⟨
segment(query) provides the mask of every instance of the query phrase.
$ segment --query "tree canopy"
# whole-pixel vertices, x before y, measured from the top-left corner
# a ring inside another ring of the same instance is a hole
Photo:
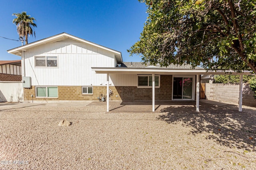
[[[24,11],[21,14],[14,13],[13,16],[17,17],[12,21],[12,22],[17,27],[17,32],[20,37],[22,37],[26,41],[26,44],[28,44],[28,37],[30,35],[33,36],[33,27],[36,27],[36,24],[34,21],[36,20],[34,17],[30,17],[29,15],[27,15],[27,12]],[[36,32],[34,31],[34,34],[36,37]]]
[[[256,72],[256,0],[139,1],[148,16],[128,51],[143,63]]]

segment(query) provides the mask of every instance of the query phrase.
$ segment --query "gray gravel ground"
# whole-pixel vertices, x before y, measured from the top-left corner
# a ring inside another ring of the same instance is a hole
[[[253,110],[242,115],[105,110],[0,108],[0,169],[256,169]],[[58,126],[64,118],[72,125]]]

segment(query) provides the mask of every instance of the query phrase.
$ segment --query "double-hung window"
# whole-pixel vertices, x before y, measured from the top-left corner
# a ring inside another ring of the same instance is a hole
[[[36,67],[57,67],[57,56],[35,56]]]
[[[152,76],[147,75],[138,75],[138,88],[151,88],[152,87]],[[160,76],[155,76],[155,87],[160,86]]]
[[[58,98],[58,87],[36,87],[36,97]]]
[[[83,94],[92,94],[92,87],[82,86],[82,93]]]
⟩
TASK DIRECTIONS: Can you give all the rows above again with "top-left" replaced by "upper-left" wherever it occurs, changing nothing else and leaving out the pictures?

CORRECT RESULT:
segment(query) provides the mask of every instance of the query phrase.
$ segment --query "tree canopy"
# whole-pixel vertices, x before y, measured from the upper-left corner
# a ring inside another ring of the same instance is a hole
Photo:
[[[24,11],[21,14],[14,13],[13,16],[17,17],[12,21],[12,22],[17,27],[17,32],[20,37],[22,37],[26,41],[26,44],[28,44],[28,37],[30,35],[33,36],[33,27],[36,27],[36,24],[34,21],[36,20],[34,17],[30,17],[29,15],[27,15],[27,12]],[[36,32],[34,31],[34,34],[36,37]]]
[[[256,72],[256,0],[139,1],[148,16],[128,51],[143,63]]]

segment(query) provides the mask of every instance of the query phrase.
$ segment --query "gray gravel ground"
# whole-pixel vertices, x before y, measured from the upper-left corner
# a ring inside another ring of the same instance is a hole
[[[253,110],[242,115],[105,110],[0,108],[0,169],[256,169]],[[58,126],[64,118],[72,125]]]

segment(query) provides the mask of every instance of the query phrase.
$ segment --query "double-hung window"
# whole-pixel vertices, x before y, measured from the upper-left corner
# a ring inside another ring of the same instance is a hole
[[[36,67],[57,67],[57,56],[35,56]]]
[[[152,76],[147,75],[138,75],[138,88],[151,88],[152,87]],[[160,76],[155,76],[155,87],[160,86]]]
[[[58,98],[58,87],[36,87],[36,97]]]
[[[83,94],[92,94],[92,87],[82,86],[82,93]]]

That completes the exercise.